* [REQUIRED TASK] Update the listing below by changing every "top-left corner" to "upper-left corner" and leaving everything else the same.

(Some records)
====

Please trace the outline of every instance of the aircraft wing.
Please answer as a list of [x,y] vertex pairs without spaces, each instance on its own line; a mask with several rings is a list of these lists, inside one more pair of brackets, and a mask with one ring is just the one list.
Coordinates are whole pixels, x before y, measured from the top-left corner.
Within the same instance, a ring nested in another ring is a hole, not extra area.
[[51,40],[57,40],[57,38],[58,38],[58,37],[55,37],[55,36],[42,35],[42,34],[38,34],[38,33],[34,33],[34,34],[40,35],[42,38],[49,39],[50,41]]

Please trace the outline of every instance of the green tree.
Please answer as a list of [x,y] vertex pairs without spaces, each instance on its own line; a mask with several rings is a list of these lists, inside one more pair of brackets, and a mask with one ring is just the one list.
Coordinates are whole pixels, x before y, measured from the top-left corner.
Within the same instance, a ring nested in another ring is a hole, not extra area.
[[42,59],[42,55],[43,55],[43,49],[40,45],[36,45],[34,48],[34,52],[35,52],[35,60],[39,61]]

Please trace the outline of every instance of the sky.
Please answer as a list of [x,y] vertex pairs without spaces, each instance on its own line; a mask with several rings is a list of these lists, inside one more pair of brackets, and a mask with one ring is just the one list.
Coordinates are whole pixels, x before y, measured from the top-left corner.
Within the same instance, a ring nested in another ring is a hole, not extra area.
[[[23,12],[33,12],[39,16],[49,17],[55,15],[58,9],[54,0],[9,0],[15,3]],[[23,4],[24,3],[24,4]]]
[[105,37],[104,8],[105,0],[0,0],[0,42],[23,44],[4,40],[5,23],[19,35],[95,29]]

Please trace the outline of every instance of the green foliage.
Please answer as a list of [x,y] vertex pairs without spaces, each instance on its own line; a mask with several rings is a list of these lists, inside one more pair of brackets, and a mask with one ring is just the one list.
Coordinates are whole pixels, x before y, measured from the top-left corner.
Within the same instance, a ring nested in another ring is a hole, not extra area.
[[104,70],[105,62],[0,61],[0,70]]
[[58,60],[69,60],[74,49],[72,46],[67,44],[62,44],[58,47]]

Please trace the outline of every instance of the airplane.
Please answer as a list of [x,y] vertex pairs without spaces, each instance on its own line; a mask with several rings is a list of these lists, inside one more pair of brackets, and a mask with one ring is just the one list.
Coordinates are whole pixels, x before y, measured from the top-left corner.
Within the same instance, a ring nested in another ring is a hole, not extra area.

====

* [IN RESPONSE]
Please trace the outline of every instance of the aircraft wing.
Please answer as a list of [x,y] vertex pairs without spaces, each instance on its own line; a mask with several rings is a list of these lists, inside one more pair of brackets, and a mask with one ring is just the one list.
Coordinates are whole pixels, x before y, measured from the upper-left corner.
Within the same instance, a ring nested in another ring is a hole, not extra area.
[[51,40],[57,40],[57,38],[58,38],[58,37],[55,37],[55,36],[42,35],[42,34],[38,34],[38,33],[34,33],[34,34],[40,35],[42,38],[49,39],[50,41]]

Please trace the outline of every instance of the green tree.
Please answer as a list of [x,y] vertex pairs without spaces, each instance on its own line; a mask with several rings is a list of these lists, inside one more pair of brackets, and a mask with one ring is just the one list.
Coordinates are whole pixels, x before y, measured from the upper-left corner.
Within the same instance, a ring nested in another ring is a hole, not extra area.
[[42,59],[42,55],[43,55],[43,49],[40,45],[36,45],[34,48],[34,52],[35,52],[35,60],[39,61]]

Please trace the outline of every instance of the sky.
Please answer as a list of [x,y] vertex pairs without spaces, each instance on its own line; a mask with several rings is a list of these lists, inside one more pair of brackets, and a mask with one ring is just the one list.
Coordinates are whole pixels, x before y, measured from the upper-left corner.
Within the same instance, a ring nested in another ring is a hole, not extra area.
[[[23,12],[33,12],[39,16],[49,17],[55,15],[58,9],[54,0],[9,0],[15,3]],[[23,4],[24,3],[24,4]]]
[[105,37],[104,8],[105,0],[0,0],[0,42],[23,44],[4,40],[5,23],[19,35],[95,29]]

Please trace the outline of every instance of the green foliage.
Please answer as a list of [x,y] vertex pairs without spaces, each instance on its own line; a mask with several rings is a list of these lists, inside one more pair of brackets, and a mask with one ring is just the one list.
Coordinates are whole pixels, x before y, measured from the upper-left corner.
Within the same instance, a ring nested in another ring is a hole, not extra area.
[[104,70],[105,62],[0,61],[0,70]]
[[58,60],[69,60],[74,49],[72,46],[67,44],[62,44],[58,47]]

Please trace the outline of every instance of the airplane.
Please answer as a list of [x,y] vertex pairs without spaces, each instance on its own line; a mask with several rings is a list of these lists, inside one more pair of brackets, and a mask with one ring is just the one list.
Coordinates are whole pixels, x before y, measured from the upper-left corner.
Within the same instance, a ring nested in another ring is a hole, not extra area.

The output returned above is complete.